*STATED TASK:*
Change "polygon" to "shape" in the stretch from the start of the lines through the line containing "Take one instance", leaving everything else as it is. Return only that stretch.

Excerpt from a dataset:

"""

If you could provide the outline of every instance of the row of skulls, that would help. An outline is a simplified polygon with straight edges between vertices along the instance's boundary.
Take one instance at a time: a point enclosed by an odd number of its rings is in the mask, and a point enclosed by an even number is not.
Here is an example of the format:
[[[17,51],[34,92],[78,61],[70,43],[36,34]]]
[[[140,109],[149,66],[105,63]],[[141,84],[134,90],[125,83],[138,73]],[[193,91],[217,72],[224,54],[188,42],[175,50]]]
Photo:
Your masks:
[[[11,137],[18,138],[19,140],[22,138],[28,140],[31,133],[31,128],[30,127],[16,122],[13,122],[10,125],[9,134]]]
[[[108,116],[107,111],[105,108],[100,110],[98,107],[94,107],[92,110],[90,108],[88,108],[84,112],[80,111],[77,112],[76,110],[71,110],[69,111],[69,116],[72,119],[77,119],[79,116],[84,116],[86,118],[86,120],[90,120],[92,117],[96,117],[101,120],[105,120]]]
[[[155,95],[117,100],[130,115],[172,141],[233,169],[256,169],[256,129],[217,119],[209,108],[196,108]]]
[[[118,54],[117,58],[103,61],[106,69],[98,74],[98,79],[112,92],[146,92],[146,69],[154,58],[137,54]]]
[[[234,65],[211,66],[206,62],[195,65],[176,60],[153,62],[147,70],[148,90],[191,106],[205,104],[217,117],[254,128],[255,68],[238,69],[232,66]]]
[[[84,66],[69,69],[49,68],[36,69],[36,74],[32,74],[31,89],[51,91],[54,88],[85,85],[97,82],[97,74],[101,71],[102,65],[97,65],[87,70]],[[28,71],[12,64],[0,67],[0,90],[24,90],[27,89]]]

"""

*EXERCISE SOLUTION:*
If you could provide the outline of every instance of the row of skulls, that would help. An outline is a simplified shape with straight edges between vertices along the instance's boundary.
Take one instance at a time: a point enclosed by an odd number of its rings is in the mask, and a point enclosed by an even number is not.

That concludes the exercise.